Metin Bölümü
______________________________
Yine bu çerçevede çocuk yetiştirme hususunda ailede değerler ciddi değişmiştir, artık yardımlaşma, paylaşma gibi insanı değerlerin yerine günümüzde bireyselliğin de etkisi ile “başarı ve rekabet/yarış” odaklı bir durum söz konusudur. Bu süreç çocukların birbirini rakip olarak görmelerini ve insani özelliklerin geri plana itilmesini de berberinde getirmektedir. Her iklim kendi bitki örtüsünü yetiştirdiğine göre biz de çocuklarımıza kendi kültürümüzün değerlerini aktarmada ve yaşatmada daha hassas ve dikkatli olmamız gerekmektedir.
Bu bağlamda sevgi, paylaşma, yardımlaşma, mücadele etme, hoşgörü gibi aile değerlerin çocuklara verilmesi çok önemlidir. Tabi bunu sadece sözle değil ailelerinde rol model olmaları hayati öneme sahiptir. Aynı zamanda ebeveynlerin her birinin farklı söylem ve uygulamalarda da bulunmaması gerekmektedir.
______________________________
Veri Kayıtları
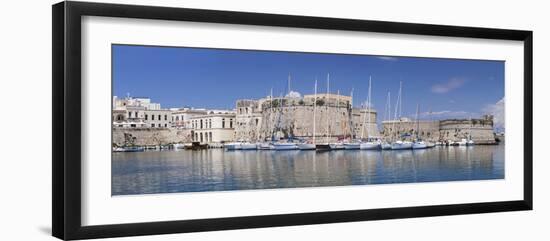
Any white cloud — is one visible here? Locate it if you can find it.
[286,91,302,98]
[432,78,466,94]
[482,97,504,131]
[376,56,399,61]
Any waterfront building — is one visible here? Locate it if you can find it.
[113,94,161,110]
[235,100,267,142]
[235,93,378,141]
[190,110,236,144]
[172,108,208,129]
[382,115,495,144]
[112,96,172,128]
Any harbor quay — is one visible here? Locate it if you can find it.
[112,93,496,147]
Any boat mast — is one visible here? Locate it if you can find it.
[415,103,420,141]
[367,76,372,141]
[348,87,355,140]
[392,81,402,141]
[326,73,330,144]
[267,87,273,140]
[335,90,345,140]
[313,77,317,145]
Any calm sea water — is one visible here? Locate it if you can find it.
[111,144,504,195]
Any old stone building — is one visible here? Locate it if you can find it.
[172,108,208,129]
[235,94,379,141]
[439,115,495,144]
[112,96,172,128]
[190,111,236,144]
[381,115,495,144]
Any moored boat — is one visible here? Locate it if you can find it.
[315,144,331,151]
[391,141,412,150]
[273,142,298,151]
[344,142,361,150]
[359,141,381,150]
[298,143,316,151]
[412,141,428,150]
[329,143,344,150]
[113,146,145,152]
[380,142,391,150]
[241,142,258,150]
[257,142,273,150]
[223,142,241,151]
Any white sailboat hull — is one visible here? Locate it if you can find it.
[344,142,361,150]
[241,143,258,150]
[391,142,412,150]
[273,143,298,151]
[359,142,380,150]
[380,143,391,150]
[258,143,273,150]
[329,143,344,150]
[412,141,428,149]
[223,142,241,151]
[298,143,315,151]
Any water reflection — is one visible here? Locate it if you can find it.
[111,145,504,195]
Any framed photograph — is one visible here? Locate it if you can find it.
[53,1,533,239]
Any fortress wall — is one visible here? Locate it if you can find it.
[112,128,191,146]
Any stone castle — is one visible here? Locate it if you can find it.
[112,93,495,146]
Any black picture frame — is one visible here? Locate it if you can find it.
[52,1,533,240]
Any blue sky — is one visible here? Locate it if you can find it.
[113,45,504,119]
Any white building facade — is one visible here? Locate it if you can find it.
[190,111,236,144]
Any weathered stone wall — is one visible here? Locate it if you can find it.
[382,120,440,141]
[382,116,495,144]
[113,128,191,146]
[439,116,495,144]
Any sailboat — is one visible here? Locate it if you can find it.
[458,117,475,146]
[273,74,298,151]
[412,104,428,149]
[466,117,475,146]
[257,88,273,150]
[298,78,317,150]
[344,89,361,150]
[359,77,380,150]
[380,91,391,150]
[315,74,332,151]
[391,82,412,150]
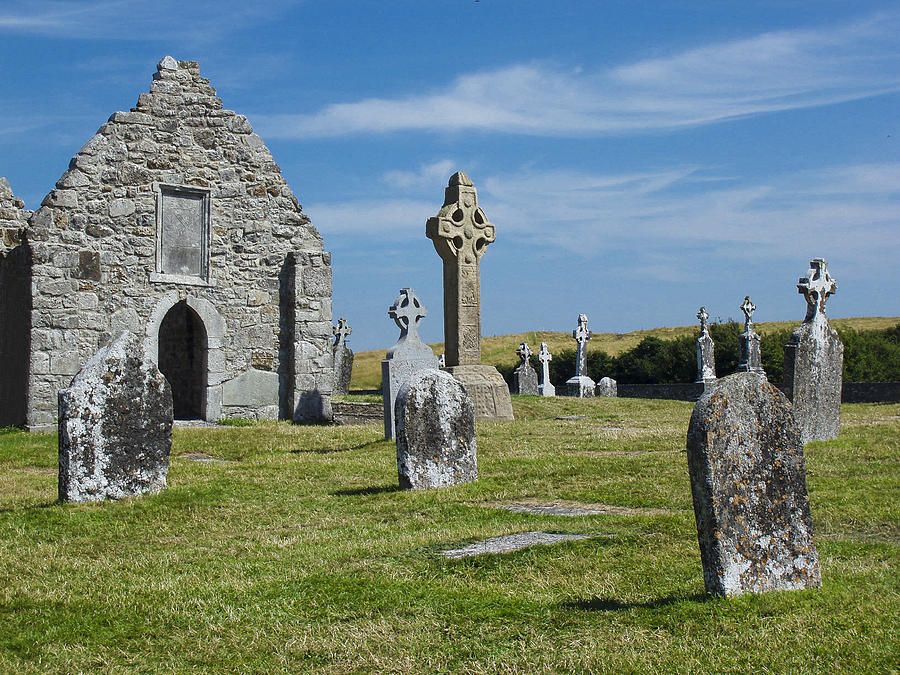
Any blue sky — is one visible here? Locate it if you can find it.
[0,5,900,350]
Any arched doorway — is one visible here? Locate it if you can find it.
[158,300,208,420]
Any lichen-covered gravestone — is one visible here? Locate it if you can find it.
[687,373,821,595]
[697,306,716,385]
[538,342,556,396]
[396,370,478,490]
[566,314,595,398]
[381,288,438,440]
[594,377,619,398]
[331,318,353,394]
[425,171,513,420]
[59,331,172,502]
[512,342,538,396]
[738,295,766,375]
[782,258,844,443]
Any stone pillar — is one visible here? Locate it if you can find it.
[538,342,556,396]
[697,307,716,385]
[425,171,513,420]
[782,258,844,443]
[566,314,595,398]
[738,295,766,375]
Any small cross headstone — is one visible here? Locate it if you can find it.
[58,331,173,502]
[738,295,766,375]
[697,298,716,384]
[395,369,478,490]
[331,318,353,394]
[687,373,821,596]
[512,342,538,396]
[381,288,438,439]
[538,342,556,396]
[566,314,595,398]
[782,258,844,443]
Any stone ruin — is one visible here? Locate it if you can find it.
______________________________
Çözülecek Problem
Aile değerleri üzerine olan metinde çocuklara verilmesinin çok önemli olduğu belirtilen aile değerlerinin tamamını sıralayınız.

Yazılı Yanıt
Sevgi, paylaşma, yardımlaşma, mücadele etme ve hoşgörü.